Task instructions:
In the post on gun control and freedom, copy out the part that begins at the words "Gun Control and" and stops after "meet those demands.", changing "Freedom Friday" to "Liberty Friday".

Declaration of Independence

We hold these truths to be self-evident, that all men are created equal, that they are endowed by their Creator with certain unalienable Rights, that among these are Life, Liberty and the pursuit of Happiness. - That to secure these rights, Governments are instituted among Men, deriving their just powers from the consent of the governed.

Thursday, January 3, 2013

Gun Control and Freedom, Part 2


                The liberty principle for this Freedom Friday is the simple fact that gun control destroys freedom.   We know from history that gun registration leads to confiscation of guns; we also know from history that governments commit mass murder against their own unarmed citizens.  Our Founders understood the connection between an armed citizenry and freedom and intentionally wrote the Second Amendment in order to provide American citizens with a way to protect themselves from a tyrannical government.

                Every time a mass murder takes place, Liberals and Progressives start clamoring for more gun control.  Within hours of the massacre in Newtown, Connecticut, the media was focused on the weapons used and led the demands for new gun laws, and Liberal and Progressive politicians are only too happy to meet those demands.

                Charles Krauthammer published an interesting article at the Washington Post about the root causes of mass murder.  He wrote, “Every mass shooting has three elements:  the killer, the weapon and the cultural climate.”  After discussing the gun control demands which arose after the Newtown killings, he wrote, “Monsters shall always be with us but in earlier days they did not roam free.”  He explained how as a psychiatrist in Massachusetts in the 1970s he had committed mentally ill patients but “labored under none of the crushing bureaucratic and legal constraints that make involuntary commitment infinitely more difficult today.”

                Krauthammer explained that we have many mentally ill people wandering our streets who are collectively known as “the homeless.”  In our politically correct society, we were forced to give them their freedoms and allow them to circulate through our communities as one of their “Rights” under the U.S. Constitution.  Krauthammer said that only a “tiny percentage of the mentally ill becomes mass killers,” but they apparently have to actually kill someone before they can be forcibly treated.  They can then be committed if they do not commit suicide first.
                “Random mass killings were three times more common in the 2000s than in the 1980s, when gun laws were actually weaker.  Yet a 2011 University of California at Berkeley study found that states with strong civil commitment laws have about a one-third lower homicide rate.”

                Krauthammer suggested that the mass murders are connected to our culture of violent movies and video games:  we should not be shocked when “a small cadre of unstable, deeply deranged, dangerously isolated young men go out and enact the overlearned narrative.”  He wrote that if “we’re serious about curtailing future Columbines and Newtowns, everything – guns, commitment, culture – must be on the table.”  In other words, just controlling the guns will not stop the problems; yet, all we hear from the media and the politicians is that we must get control of the guns.

Information shown:

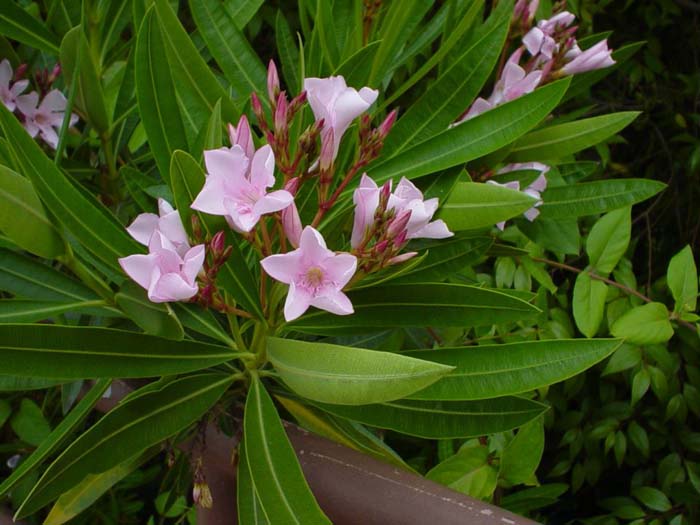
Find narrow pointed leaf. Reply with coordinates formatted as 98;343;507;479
243;379;330;525
0;324;239;379
16;374;232;517
318;397;547;439
404;339;621;401
267;337;452;405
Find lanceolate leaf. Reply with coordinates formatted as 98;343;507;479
243;378;330;525
0;105;141;271
368;79;569;183
508;111;639;162
0;324;240;379
0;379;111;495
0;166;65;259
288;283;539;335
318;397;547;439
539;179;666;219
135;8;188;183
16;374;232;517
267;337;452;405
439;182;537;231
405;339;621;401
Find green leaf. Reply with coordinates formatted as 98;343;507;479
243;377;330;525
498;418;544;485
317;397;547;439
0;166;65;259
405;339;620;401
267;337;453;405
0;105;141;272
114;281;185;341
0;324;240;379
43;448;158;525
190;0;267;98
16;374;232;518
572;273;617;337
0;379;111;495
632;487;672;512
170;151;264;319
610;303;673;345
666;246;698;312
134;8;188;184
425;443;498;500
586;208;632;275
275;395;414;472
395;235;493;283
367;0;432;87
368;79;569;184
508;111;640;162
60;27;110;134
287;284;539;335
10;398;51;446
155;0;239;135
438;182;537;231
0;1;58;55
382;2;513;158
0;299;106;324
0;248;99;303
236;440;270;525
538;179;666;219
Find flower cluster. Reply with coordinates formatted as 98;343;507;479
0;59;78;149
119;62;452;321
457;0;615;124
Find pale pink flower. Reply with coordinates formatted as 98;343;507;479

Result of the exercise:
Gun Control and Freedom, Part 2


                The liberty principle for this Liberty Friday is the simple fact that gun control destroys freedom.   We know from history that gun registration leads to confiscation of guns; we also know from history that governments commit mass murder against their own unarmed citizens.  Our Founders understood the connection between an armed citizenry and freedom and intentionally wrote the Second Amendment in order to provide American citizens with a way to protect themselves from a tyrannical government.

                Every time a mass murder takes place, Liberals and Progressives start clamoring for more gun control.  Within hours of the massacre in Newtown, Connecticut, the media was focused on the weapons used and led the demands for new gun laws, and Liberal and Progressive politicians are only too happy to meet those demands.